#### Task requirements
Beginning with the line where "Keypoint placement rule: for each instance of the paved" appears, restate the lines word for word through the last one in the listing.

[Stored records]
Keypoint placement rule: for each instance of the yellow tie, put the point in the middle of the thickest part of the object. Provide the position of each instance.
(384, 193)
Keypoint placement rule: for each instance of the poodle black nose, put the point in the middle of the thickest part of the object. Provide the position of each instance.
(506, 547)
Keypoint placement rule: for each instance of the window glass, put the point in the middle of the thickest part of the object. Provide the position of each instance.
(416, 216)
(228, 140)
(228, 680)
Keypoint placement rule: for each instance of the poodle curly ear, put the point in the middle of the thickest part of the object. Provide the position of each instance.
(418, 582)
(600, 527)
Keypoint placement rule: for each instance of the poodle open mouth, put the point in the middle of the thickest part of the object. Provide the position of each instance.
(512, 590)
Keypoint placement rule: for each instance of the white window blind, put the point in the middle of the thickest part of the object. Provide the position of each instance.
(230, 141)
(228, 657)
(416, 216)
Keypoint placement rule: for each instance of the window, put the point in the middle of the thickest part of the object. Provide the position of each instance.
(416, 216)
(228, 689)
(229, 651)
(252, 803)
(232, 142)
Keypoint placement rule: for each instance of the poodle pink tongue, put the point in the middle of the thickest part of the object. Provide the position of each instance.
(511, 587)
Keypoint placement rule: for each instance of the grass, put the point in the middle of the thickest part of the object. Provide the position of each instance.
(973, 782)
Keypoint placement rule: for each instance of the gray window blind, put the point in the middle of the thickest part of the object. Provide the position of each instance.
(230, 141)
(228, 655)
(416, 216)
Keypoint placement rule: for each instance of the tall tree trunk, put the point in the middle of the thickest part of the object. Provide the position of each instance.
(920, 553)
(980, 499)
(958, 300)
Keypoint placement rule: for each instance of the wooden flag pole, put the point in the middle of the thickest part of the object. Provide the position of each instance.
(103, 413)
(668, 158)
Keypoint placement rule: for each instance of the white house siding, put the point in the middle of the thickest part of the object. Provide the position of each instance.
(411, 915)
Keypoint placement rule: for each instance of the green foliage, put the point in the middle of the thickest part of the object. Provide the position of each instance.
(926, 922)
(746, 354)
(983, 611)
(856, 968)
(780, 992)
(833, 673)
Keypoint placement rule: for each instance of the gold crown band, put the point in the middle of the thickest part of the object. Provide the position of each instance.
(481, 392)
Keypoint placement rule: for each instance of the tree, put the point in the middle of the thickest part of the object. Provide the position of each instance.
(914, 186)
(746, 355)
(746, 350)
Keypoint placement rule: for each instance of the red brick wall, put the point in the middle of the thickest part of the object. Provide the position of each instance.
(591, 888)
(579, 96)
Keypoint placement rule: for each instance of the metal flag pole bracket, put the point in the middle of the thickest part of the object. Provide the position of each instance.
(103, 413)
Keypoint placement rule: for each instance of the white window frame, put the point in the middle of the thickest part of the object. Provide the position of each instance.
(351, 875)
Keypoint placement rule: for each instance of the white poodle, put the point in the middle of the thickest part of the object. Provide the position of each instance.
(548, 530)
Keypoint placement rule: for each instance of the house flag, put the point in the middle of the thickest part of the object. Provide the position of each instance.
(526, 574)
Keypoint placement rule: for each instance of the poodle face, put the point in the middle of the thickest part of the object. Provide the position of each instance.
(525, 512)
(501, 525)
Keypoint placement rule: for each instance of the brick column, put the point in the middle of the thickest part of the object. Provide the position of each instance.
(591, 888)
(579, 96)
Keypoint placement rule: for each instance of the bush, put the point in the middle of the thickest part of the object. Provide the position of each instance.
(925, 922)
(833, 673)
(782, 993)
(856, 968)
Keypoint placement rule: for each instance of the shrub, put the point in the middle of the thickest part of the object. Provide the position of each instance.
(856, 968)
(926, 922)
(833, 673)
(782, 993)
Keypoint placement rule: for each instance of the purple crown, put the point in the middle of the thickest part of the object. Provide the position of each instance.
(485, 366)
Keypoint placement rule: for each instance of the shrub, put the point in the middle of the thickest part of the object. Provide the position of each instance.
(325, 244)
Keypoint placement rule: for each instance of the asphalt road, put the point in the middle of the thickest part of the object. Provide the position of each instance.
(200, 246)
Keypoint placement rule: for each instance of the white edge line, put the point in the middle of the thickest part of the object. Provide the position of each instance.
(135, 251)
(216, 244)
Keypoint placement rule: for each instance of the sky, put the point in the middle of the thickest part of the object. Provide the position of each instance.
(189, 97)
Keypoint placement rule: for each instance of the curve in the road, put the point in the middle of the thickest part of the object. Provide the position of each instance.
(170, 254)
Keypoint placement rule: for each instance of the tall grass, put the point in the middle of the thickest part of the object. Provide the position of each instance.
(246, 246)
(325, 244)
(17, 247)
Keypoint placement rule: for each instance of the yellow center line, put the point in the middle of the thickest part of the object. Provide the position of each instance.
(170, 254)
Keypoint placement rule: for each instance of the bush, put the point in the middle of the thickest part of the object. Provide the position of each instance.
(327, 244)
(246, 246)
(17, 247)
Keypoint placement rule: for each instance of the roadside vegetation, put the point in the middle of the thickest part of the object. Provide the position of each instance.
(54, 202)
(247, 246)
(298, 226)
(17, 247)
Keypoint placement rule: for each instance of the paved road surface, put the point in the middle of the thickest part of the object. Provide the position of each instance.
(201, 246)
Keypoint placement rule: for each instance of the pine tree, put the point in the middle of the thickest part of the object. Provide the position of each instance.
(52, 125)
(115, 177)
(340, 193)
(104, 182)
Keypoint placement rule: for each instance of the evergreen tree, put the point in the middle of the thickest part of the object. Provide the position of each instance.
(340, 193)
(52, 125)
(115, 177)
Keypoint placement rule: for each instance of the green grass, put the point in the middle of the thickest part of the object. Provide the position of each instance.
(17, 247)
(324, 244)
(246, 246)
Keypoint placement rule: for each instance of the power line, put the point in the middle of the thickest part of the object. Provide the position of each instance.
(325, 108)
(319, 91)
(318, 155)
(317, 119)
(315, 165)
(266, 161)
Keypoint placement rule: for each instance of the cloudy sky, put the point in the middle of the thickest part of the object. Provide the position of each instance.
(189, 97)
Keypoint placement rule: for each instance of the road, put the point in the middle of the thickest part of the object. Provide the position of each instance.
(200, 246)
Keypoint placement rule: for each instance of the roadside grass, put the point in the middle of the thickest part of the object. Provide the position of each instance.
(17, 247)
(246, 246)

#### Correct output
Keypoint placement rule: for each instance of the paved road surface, put the point in the middle of the thickest part of the object. Provide the position of each instance.
(201, 246)
Keypoint placement rule: for each instance of the pine tree, put the point in the middle of the thickest part of the object. Provide the position of each instance.
(52, 125)
(115, 177)
(340, 193)
(104, 182)
Keypoint placement rule: for each instance of the evergreen tree, put the point in the middle of the thickest part of the object. Provide the position of each instance.
(340, 193)
(52, 125)
(115, 177)
Keypoint placement rule: for each instance of the green grass, put the point in the middle of the thickest part of the object. Provide the position of each instance.
(17, 247)
(324, 244)
(246, 246)
Keypoint placement rule: for each instance of the power line, put the point in the middle of the thickest part of the object. Provide the position of each instance.
(325, 108)
(319, 91)
(318, 155)
(317, 119)
(315, 165)
(266, 161)
Keypoint placement rule: for each instance of the cloudy sky, put the point in the middle of the thickest part of the object. Provide the position of each instance.
(189, 97)
Keypoint placement rule: for each instance of the road, put the point in the middle of the thickest part of the object. Provide the position of each instance.
(200, 246)
Keypoint placement rule: for each instance of the roadside grass, put the point in the middle of the thickest part of the object. Provide the position of each instance.
(17, 247)
(246, 246)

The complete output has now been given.